◆ **REQUEST**
Reproduce the line that holds "Task: where can the silver" together with all the lines after it up to the end of the entries.

Coordinate labeling data
-- begin --
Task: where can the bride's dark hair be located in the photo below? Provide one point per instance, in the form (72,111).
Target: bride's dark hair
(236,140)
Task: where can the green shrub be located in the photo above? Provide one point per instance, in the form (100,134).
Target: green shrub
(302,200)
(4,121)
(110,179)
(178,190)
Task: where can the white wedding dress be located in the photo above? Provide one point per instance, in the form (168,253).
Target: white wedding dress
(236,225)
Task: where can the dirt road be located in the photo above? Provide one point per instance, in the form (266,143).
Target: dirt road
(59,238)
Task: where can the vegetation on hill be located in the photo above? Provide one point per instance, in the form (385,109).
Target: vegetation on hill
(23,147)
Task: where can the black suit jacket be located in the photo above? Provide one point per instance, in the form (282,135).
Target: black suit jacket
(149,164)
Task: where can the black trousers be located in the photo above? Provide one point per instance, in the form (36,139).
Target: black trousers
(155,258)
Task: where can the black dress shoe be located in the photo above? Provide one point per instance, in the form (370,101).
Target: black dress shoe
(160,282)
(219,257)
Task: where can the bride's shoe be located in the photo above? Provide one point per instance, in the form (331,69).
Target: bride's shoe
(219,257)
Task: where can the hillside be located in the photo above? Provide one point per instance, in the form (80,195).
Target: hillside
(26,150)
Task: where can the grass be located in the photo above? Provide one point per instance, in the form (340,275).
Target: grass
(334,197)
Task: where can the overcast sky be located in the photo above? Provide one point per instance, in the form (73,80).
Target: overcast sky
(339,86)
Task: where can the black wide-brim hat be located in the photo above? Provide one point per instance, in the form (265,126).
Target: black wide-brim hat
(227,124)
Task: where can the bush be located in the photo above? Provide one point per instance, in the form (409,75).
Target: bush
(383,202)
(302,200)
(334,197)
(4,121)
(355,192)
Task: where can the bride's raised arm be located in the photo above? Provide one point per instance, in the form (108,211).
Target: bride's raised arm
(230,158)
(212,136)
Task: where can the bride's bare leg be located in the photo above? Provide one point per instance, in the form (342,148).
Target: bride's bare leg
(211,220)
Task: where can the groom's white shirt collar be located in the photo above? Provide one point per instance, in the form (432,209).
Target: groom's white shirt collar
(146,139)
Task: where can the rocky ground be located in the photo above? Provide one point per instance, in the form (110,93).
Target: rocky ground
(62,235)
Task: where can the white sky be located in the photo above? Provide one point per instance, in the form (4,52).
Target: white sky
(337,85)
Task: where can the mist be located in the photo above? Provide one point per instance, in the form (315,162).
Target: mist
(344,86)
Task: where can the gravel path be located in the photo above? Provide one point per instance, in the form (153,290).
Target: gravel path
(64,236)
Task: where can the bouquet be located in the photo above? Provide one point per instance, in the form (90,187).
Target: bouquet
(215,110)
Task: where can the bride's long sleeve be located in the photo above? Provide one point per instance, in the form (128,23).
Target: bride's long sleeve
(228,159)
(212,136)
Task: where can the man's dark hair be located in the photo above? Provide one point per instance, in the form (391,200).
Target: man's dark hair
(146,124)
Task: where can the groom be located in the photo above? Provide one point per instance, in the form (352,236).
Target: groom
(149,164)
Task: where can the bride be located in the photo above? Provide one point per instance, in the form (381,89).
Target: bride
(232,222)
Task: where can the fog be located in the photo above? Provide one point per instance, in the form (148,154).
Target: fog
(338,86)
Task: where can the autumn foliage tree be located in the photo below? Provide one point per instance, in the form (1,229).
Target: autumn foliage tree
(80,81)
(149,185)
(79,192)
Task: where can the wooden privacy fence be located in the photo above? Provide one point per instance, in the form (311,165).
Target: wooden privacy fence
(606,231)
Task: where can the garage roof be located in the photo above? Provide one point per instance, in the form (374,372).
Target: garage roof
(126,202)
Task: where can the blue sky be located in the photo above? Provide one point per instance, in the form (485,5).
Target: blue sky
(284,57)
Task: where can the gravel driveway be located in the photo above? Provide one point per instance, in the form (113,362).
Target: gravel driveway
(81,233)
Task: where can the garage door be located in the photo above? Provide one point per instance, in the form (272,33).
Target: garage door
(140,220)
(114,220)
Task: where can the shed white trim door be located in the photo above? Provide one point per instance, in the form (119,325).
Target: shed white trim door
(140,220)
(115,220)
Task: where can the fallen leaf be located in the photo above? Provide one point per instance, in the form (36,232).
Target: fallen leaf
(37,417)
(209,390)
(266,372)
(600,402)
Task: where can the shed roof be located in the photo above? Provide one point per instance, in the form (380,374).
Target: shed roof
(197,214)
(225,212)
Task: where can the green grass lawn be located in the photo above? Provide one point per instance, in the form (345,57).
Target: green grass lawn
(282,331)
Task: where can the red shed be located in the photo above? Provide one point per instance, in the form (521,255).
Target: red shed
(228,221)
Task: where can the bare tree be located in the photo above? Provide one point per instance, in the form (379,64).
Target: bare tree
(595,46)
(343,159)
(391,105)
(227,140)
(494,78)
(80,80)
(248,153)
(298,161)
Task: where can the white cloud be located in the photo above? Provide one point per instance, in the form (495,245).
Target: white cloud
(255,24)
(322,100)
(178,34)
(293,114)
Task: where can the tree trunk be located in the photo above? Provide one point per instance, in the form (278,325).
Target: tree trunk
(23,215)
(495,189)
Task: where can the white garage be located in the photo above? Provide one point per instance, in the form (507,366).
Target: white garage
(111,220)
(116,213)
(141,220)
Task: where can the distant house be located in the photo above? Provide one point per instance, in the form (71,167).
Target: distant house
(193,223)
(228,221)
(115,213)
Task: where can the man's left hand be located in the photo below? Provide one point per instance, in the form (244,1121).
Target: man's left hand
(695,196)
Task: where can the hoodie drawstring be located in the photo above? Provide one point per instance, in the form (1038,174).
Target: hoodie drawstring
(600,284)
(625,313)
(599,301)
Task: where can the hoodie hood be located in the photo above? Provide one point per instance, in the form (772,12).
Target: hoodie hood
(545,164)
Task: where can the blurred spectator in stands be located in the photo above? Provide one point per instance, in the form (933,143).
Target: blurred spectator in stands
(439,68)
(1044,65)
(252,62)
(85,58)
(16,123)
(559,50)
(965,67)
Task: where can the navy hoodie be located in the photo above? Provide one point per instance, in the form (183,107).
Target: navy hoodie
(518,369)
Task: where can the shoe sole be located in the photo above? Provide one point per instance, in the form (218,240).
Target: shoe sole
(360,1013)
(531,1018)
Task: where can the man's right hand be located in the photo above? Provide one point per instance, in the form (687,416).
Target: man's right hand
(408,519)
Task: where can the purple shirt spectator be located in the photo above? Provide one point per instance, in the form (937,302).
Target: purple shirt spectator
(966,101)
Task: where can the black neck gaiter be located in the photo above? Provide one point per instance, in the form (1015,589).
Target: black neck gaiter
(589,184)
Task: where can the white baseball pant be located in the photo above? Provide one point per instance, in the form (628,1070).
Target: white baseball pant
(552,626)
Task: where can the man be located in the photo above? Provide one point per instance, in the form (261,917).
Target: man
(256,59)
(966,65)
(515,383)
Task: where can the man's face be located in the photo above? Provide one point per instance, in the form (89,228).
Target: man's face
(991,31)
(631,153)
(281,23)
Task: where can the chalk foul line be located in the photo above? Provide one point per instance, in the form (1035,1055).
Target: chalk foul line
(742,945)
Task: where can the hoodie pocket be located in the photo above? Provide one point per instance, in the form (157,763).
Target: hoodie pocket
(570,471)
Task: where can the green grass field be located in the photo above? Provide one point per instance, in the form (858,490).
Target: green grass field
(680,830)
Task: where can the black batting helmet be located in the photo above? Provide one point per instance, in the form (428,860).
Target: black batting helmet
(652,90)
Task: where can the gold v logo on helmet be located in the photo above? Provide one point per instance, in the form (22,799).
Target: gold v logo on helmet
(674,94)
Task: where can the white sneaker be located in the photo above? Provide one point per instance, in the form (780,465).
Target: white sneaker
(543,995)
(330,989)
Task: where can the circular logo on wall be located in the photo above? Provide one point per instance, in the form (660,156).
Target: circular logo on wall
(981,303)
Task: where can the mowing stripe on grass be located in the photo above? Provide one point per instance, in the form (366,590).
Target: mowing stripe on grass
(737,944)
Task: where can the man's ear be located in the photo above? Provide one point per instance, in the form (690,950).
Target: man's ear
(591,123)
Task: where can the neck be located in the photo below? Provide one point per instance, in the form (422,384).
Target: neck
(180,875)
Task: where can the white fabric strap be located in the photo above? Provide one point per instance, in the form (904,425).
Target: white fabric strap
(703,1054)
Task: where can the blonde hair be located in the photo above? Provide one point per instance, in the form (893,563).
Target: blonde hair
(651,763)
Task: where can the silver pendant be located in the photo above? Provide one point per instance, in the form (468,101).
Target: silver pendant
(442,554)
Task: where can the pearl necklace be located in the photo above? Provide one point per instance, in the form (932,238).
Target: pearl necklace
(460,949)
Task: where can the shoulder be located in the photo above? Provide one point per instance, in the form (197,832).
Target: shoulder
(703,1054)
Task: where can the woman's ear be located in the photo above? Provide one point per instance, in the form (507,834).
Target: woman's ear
-- end --
◆ **OUTPUT OF THE EXERCISE**
Task: where can the silver pendant be located in the photo above? Provide one point per instance, in the form (468,101).
Target: silver pendant
(442,554)
Task: where can the pearl necklace be located in the photo above? Provide one point per instance, in the form (932,238).
Target: pearl necklace
(460,949)
Task: where can the shoulder be located in the photo above? Provide one point per instance, in the form (197,832).
Target: shoulder
(703,1054)
Task: where can the woman's ear be located in the photo above? Provide one point per instance, in the form (507,834).
Target: woman's ear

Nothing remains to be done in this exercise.